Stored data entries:
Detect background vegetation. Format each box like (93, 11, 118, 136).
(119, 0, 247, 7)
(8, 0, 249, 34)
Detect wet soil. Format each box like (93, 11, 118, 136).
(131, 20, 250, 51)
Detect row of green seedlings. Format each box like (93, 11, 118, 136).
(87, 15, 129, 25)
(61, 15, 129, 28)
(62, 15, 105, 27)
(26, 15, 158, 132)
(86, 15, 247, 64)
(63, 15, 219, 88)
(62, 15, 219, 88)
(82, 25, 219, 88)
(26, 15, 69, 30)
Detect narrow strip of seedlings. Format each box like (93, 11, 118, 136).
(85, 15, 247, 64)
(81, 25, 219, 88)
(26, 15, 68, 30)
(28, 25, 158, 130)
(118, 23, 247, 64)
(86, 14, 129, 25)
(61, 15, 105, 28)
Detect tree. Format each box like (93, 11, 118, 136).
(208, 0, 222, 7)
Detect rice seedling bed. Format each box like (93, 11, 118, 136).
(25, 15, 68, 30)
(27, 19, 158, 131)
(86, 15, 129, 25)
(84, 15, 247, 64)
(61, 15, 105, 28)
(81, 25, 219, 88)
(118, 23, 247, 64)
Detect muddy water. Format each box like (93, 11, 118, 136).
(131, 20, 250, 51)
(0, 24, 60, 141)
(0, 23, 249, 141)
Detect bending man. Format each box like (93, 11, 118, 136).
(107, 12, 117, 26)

▶ [Brief]: The response should be every record above restated exactly.

▶ [Output for this task]:
Detect background vegetation. Format each box like (93, 11, 118, 136).
(119, 0, 247, 7)
(8, 0, 249, 34)
Detect wet soil. Format each box like (93, 11, 118, 136).
(131, 20, 250, 51)
Detect row of green seedlings. Format each box like (93, 11, 118, 136).
(87, 15, 129, 25)
(61, 15, 129, 28)
(62, 15, 105, 27)
(26, 15, 158, 132)
(86, 15, 247, 64)
(63, 15, 219, 88)
(62, 15, 219, 88)
(82, 25, 219, 88)
(26, 15, 69, 30)
Detect narrow strip of seedlings. Format each box like (93, 11, 118, 136).
(85, 15, 247, 64)
(81, 25, 219, 88)
(26, 15, 68, 30)
(28, 25, 158, 130)
(118, 23, 247, 64)
(86, 14, 129, 25)
(61, 15, 105, 28)
Detect tree. Format each box like (93, 11, 118, 136).
(208, 0, 222, 7)
Detect rice seedling bed. Format each box like (93, 11, 118, 136).
(25, 15, 68, 30)
(27, 19, 158, 131)
(86, 15, 129, 25)
(84, 15, 247, 64)
(61, 15, 105, 28)
(81, 25, 219, 88)
(118, 23, 247, 64)
Detect muddy water. Format each box like (93, 11, 118, 136).
(131, 20, 250, 51)
(0, 24, 60, 141)
(0, 23, 249, 141)
Detect bending man. Format each box like (93, 11, 118, 136).
(107, 12, 117, 26)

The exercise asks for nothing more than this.